→ **To be done**: How many lines in the items below contain the word "marble"? Reply with the number alone.

→ **Record list**:
▼▼▼

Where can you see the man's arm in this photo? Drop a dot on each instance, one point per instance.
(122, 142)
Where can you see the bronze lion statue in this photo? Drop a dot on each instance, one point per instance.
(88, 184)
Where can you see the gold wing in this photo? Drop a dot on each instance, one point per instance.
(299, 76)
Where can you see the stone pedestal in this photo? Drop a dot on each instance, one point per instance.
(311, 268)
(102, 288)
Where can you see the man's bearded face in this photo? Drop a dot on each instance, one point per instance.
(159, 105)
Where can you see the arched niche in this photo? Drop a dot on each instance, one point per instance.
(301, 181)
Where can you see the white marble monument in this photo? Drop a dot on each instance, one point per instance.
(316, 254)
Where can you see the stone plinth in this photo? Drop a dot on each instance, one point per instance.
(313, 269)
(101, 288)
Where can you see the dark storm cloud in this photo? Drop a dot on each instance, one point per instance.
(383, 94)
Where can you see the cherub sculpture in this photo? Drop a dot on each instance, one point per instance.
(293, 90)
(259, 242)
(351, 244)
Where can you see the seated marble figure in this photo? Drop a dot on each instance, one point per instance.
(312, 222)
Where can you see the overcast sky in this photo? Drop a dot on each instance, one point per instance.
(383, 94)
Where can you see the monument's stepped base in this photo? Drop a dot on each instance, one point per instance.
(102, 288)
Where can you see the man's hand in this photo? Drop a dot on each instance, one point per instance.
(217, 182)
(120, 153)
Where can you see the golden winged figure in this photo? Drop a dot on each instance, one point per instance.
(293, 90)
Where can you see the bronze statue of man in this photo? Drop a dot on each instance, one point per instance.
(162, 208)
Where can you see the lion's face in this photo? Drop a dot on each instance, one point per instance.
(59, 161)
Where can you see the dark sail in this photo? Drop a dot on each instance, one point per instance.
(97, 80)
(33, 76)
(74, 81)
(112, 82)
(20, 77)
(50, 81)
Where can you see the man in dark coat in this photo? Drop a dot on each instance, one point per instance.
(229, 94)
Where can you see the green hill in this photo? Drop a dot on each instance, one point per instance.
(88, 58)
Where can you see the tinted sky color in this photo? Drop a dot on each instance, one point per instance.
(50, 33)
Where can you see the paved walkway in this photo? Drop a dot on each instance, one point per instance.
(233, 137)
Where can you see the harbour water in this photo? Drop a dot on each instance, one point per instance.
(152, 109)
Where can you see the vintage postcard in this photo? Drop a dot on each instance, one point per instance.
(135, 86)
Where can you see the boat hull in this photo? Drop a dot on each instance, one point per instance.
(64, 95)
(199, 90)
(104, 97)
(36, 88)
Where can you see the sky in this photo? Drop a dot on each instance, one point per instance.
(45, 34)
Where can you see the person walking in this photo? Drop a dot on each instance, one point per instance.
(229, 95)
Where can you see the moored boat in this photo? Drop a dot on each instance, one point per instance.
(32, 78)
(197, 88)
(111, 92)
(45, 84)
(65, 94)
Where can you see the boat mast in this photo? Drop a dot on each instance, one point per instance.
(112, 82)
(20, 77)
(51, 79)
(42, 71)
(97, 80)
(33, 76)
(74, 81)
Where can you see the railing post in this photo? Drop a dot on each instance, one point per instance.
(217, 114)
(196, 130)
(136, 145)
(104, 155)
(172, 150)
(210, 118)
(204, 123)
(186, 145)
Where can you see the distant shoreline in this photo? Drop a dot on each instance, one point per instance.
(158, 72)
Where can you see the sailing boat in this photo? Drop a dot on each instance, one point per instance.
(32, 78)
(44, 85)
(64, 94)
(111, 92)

▲▲▲
▼▼▼

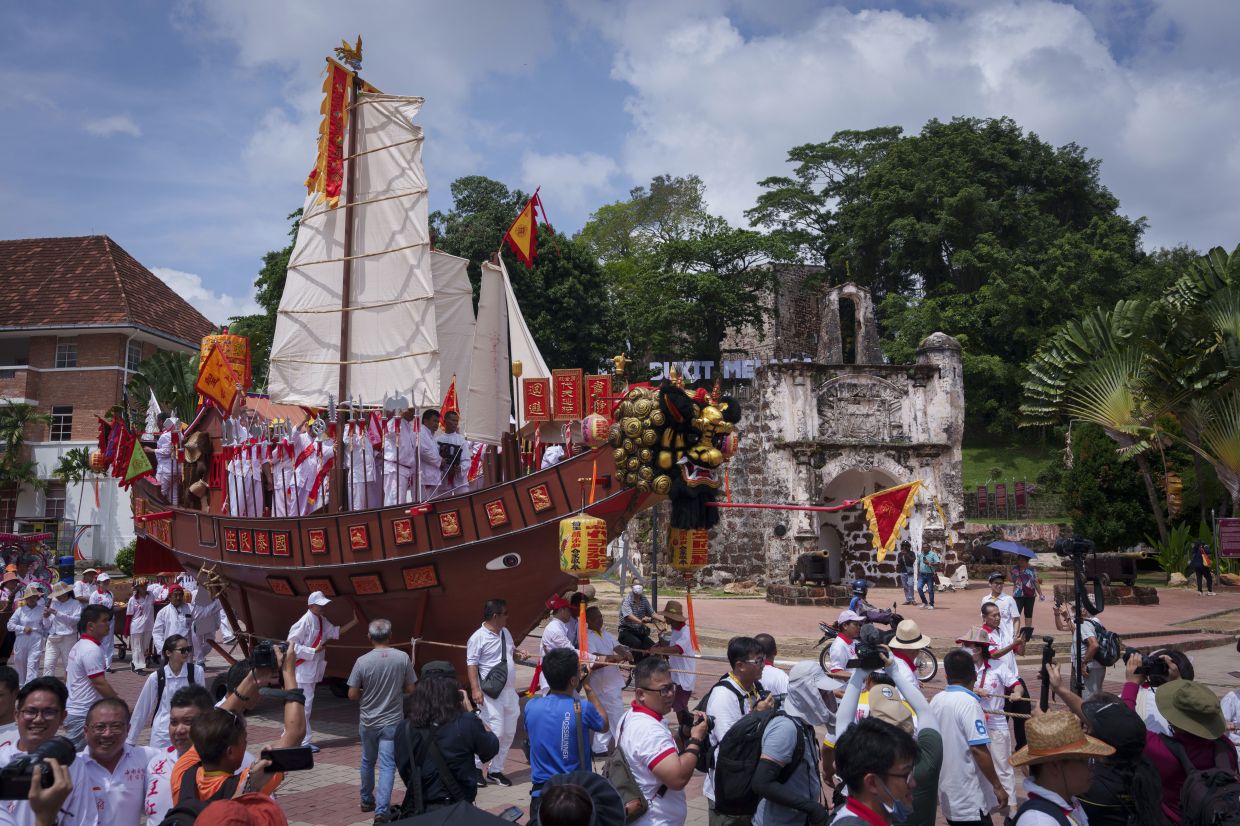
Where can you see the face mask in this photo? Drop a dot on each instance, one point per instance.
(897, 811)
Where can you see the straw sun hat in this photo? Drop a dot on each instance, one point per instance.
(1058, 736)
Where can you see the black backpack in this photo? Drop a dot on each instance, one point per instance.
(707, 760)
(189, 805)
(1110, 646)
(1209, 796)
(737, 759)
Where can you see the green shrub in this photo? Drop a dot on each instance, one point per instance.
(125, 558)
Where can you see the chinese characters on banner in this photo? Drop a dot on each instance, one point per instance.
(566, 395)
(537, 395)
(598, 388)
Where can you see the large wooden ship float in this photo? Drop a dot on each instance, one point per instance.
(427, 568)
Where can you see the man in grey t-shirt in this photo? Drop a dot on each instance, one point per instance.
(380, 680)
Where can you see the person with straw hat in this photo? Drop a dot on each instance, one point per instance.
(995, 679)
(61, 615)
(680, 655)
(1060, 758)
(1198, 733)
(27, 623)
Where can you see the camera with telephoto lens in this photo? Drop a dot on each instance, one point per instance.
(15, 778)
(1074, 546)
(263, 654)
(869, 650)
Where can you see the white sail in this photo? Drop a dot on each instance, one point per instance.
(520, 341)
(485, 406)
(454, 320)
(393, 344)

▲▲▲

→ **Result below**: 2